Build a Document Search Engine in C
Most search implementations fall into one of two camps: send everything to Elasticsearch, or call a search API. Both work. Both add infrastructure.
Here's a third option. Index local files, search them by keyword, by meaning, or both, in about 10 lines of C#. No external services.
dotnet add package Kjarni
using Kjarni;
using var indexer = new Indexer(model: "minilm-l6-v2", quiet: true);
indexer.Create("my_index", new[] { "docs/" });
using var searcher = new Searcher(
model: "minilm-l6-v2",
rerankerModel: "minilm-l6-v2-cross-encoder");
var results = searcher.Search("my_index", "how do returns work?",
mode: SearchMode.Hybrid);
foreach (var r in results)
Console.WriteLine($" {r.Score:F4}: {r.Text}");
The indexer reads your files, splits them into chunks, encodes each chunk as a vector, and builds a BM25 keyword index. The searcher queries both indexes and combines the results.
Setup
Create a few text files to search over:
mkdir -p docs
docs/returns.txt:
Our return policy allows customers to return any unused item within 30 days
of purchase for a full refund. Items must be in their original packaging.
Shipping costs are non-refundable.
docs/shipping.txt:
We ship to all 50 US states and internationally to over 40 countries.
Standard shipping takes 5-7 business days. Express shipping is available
for an additional fee.
docs/account.txt:
To reset your password, click "Forgot Password" on the login page.
You will receive an email with a reset link. The link expires after 24 hours.
Three short documents. In practice these could be product manuals, support articles, internal wikis, or any text files.
Indexing
using var indexer = new Indexer(model: "minilm-l6-v2", quiet: true);
indexer.Create("my_index", new[] { "docs/" });
The indexer does three things:
- Reads all files in the given directories
- Chunks each file into passages (for long documents)
- Encodes each chunk into a 384-dimension vector using the embedding model
It also builds a BM25 keyword index over the same chunks. The result is a local index on disk that you can query repeatedly without re-indexing.
Three Search Modes
Keyword Search (BM25)
Matches documents that contain the query words. The same algorithm that powers Elasticsearch and Solr.
var results = searcher.Search("my_index", "return policy refund",
mode: SearchMode.Keyword);
7.8795: Our return policy allows customers to return any unused item
within 30 days of purchase for a full refund...
This works because the query words — "return", "policy", "refund" — appear in the document. If you searched for "send items back and get money" instead, keyword search would find nothing.
For the theory behind BM25, see BM25 vs TF-IDF: Keyword Search Explained.
Semantic Search
Matches documents by meaning, regardless of the exact words used.
var results = searcher.Search("my_index", "can I send items back and get money?",
mode: SearchMode.Semantic);
This finds the returns document even though none of those exact words appear in it. The embedding model understands that "send items back" means "return" and "get money" means "refund."

**PROBLEM TO WORK ON:**
Copy the document search text from "Standard shipping takes" up to and including "the login page.", renaming "business days" to "working days".

**DATA ENTRIES:**
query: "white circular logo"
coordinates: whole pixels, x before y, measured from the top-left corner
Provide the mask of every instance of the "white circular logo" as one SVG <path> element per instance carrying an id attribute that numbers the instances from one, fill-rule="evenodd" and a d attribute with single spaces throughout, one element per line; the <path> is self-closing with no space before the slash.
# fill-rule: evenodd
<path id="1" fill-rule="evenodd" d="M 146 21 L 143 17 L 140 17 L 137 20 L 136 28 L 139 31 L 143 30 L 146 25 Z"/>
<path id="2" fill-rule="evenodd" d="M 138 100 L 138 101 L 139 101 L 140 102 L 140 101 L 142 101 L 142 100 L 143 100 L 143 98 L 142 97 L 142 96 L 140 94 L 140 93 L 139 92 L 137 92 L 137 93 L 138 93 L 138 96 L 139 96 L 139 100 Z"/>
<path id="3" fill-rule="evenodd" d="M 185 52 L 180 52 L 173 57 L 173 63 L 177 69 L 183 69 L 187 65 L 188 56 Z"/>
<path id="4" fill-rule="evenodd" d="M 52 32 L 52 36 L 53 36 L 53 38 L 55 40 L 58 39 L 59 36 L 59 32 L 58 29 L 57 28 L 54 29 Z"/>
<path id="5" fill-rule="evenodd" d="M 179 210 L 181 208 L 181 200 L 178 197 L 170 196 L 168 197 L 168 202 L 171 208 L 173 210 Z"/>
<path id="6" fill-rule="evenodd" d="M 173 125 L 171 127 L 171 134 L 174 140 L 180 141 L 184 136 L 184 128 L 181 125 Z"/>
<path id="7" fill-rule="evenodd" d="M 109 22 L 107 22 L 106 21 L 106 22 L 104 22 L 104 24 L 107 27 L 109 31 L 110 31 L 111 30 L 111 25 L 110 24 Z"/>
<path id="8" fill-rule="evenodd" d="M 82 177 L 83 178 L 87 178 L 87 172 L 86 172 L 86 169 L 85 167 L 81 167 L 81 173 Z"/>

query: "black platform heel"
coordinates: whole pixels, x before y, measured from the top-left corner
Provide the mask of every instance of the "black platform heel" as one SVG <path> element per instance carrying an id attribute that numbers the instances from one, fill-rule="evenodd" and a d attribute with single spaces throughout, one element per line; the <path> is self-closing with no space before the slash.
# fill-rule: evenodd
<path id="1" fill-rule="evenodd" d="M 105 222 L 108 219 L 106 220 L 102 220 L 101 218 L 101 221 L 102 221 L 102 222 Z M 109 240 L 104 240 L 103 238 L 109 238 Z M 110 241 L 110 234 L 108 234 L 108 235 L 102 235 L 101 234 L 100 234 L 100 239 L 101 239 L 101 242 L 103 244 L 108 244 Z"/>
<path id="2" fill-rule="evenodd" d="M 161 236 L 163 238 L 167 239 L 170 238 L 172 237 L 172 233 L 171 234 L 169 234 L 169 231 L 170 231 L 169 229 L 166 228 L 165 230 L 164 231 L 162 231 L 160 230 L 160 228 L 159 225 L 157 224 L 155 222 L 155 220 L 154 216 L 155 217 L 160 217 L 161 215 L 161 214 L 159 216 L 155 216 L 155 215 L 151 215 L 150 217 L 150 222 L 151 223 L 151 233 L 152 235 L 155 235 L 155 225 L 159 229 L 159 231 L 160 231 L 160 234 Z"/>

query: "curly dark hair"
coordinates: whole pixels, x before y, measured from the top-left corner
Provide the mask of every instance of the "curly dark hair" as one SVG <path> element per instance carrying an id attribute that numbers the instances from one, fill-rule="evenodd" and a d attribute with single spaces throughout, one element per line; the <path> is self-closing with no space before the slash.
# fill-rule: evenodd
...
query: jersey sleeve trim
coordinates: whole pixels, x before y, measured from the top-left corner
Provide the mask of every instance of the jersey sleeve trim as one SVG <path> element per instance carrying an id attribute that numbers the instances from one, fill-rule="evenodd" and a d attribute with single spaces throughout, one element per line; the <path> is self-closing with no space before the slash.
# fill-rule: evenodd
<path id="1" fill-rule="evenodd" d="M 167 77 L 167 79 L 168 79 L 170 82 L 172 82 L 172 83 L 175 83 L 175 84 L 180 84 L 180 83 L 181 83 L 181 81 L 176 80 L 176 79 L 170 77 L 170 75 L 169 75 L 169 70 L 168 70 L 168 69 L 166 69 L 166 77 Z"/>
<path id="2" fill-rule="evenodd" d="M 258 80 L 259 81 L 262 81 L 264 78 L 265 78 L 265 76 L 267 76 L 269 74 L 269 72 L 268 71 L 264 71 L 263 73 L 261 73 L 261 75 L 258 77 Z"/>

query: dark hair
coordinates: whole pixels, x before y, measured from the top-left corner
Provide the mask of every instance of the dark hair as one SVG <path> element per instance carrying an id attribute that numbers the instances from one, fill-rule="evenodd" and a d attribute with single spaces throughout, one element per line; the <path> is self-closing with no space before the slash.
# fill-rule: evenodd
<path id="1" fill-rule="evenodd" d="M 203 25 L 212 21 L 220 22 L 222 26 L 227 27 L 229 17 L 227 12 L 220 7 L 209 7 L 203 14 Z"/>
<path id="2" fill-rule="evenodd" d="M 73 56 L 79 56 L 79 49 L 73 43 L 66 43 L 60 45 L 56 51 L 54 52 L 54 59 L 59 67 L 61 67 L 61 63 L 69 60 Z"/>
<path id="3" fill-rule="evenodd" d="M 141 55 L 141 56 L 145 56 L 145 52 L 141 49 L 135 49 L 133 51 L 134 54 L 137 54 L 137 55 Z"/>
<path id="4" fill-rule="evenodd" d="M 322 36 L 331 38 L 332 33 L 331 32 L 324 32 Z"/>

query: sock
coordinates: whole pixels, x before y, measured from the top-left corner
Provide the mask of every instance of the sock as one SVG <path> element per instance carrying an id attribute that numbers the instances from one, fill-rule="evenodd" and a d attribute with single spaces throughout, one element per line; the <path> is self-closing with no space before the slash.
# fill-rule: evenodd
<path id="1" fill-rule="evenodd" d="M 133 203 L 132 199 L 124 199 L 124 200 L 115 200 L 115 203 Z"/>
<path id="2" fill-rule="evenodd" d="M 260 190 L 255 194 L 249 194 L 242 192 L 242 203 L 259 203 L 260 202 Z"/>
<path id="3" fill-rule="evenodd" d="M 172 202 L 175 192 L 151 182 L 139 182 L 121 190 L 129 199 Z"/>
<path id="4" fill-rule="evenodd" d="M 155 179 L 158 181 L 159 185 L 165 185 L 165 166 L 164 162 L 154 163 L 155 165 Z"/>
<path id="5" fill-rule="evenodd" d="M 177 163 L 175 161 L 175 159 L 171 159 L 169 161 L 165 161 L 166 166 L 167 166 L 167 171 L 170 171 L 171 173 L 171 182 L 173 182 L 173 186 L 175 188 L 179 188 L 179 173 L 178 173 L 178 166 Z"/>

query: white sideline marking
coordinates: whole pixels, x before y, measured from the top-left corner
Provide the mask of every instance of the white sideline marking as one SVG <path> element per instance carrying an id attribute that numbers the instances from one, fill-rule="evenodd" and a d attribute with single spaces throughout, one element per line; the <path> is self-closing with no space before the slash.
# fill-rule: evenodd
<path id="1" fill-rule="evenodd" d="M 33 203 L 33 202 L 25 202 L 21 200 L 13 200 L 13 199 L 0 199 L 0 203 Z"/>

**SOLUTION FOR THIS TASK:**
Standard shipping takes 5-7 working days. Express shipping is available
for an additional fee.
docs/account.txt:
To reset your password, click "Forgot Password" on the login page.